- **Exercise prompt**:
Please reproduce the rows, requests included, starting with the line that contains "Provide one point per instance of the car" and going on through the line that contains "[(86, 272)]", both ends included, and give only those lines. Multiply every coordinate in the answers by 1.45 and round each result to a whole number, with halves rounded up.

- **Given records**:
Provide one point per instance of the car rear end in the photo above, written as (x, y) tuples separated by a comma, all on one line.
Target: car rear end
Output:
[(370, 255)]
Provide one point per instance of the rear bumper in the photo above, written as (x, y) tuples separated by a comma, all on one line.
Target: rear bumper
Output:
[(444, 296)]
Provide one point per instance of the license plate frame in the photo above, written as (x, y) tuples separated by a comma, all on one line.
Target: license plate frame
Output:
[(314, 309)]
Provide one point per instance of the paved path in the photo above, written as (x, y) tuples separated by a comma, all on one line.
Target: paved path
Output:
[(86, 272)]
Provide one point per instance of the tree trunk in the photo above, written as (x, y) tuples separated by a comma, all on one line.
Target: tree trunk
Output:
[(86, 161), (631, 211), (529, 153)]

--

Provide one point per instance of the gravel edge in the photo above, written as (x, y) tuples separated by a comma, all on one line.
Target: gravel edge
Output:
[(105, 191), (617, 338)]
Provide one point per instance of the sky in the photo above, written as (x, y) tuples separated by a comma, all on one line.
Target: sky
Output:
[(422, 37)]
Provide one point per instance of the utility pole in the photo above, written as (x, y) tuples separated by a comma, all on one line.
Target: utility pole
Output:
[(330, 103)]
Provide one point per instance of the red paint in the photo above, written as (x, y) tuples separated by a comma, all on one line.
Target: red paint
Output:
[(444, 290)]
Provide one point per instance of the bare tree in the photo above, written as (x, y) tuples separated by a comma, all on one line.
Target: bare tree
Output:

* * *

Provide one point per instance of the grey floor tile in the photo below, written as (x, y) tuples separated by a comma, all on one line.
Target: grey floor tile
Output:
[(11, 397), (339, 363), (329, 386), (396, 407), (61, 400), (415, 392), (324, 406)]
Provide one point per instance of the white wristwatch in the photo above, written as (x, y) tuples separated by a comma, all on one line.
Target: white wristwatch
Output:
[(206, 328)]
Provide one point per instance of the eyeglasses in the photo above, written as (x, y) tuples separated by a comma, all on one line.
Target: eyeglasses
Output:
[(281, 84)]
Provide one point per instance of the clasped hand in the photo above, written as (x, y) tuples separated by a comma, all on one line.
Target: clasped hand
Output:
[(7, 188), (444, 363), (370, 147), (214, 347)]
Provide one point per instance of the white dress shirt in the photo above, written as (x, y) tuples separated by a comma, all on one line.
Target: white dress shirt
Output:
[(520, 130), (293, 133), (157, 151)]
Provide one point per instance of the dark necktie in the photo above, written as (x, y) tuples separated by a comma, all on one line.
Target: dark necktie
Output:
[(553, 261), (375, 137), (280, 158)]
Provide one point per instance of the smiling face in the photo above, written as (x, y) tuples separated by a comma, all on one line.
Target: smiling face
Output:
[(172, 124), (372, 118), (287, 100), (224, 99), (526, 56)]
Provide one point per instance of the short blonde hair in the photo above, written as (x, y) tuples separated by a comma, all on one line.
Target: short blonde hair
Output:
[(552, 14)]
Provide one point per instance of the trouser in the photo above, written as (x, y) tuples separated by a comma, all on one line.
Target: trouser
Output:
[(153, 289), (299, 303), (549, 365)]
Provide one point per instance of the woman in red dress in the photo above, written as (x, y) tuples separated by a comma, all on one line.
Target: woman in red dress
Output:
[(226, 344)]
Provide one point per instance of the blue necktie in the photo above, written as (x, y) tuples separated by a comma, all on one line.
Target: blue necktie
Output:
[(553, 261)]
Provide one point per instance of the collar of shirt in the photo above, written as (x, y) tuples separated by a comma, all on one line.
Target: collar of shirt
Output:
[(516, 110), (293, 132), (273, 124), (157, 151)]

- **Completed task**:
Provide one point per instance of the car rear end in the photo above, written as (x, y) tuples separated by a comma, all on one line.
Target: car rear end
Output:
[(537, 370)]
Provide one point per instance of the rear bumper in the photo above, written as (x, y) tuples separated by a comma, all on one line.
Target: rear bumper
Output:
[(644, 429)]
Provide one point per instance of the license plate frame in the photo above, written as (x, y) tuples separated by a comma, all on one line.
Target: license plate frame
Output:
[(455, 448)]
Provide one point per instance of the paved path in the photo above, written as (x, y) tuples separated by a comma, all on one line.
Target: paved path
Output:
[(125, 394)]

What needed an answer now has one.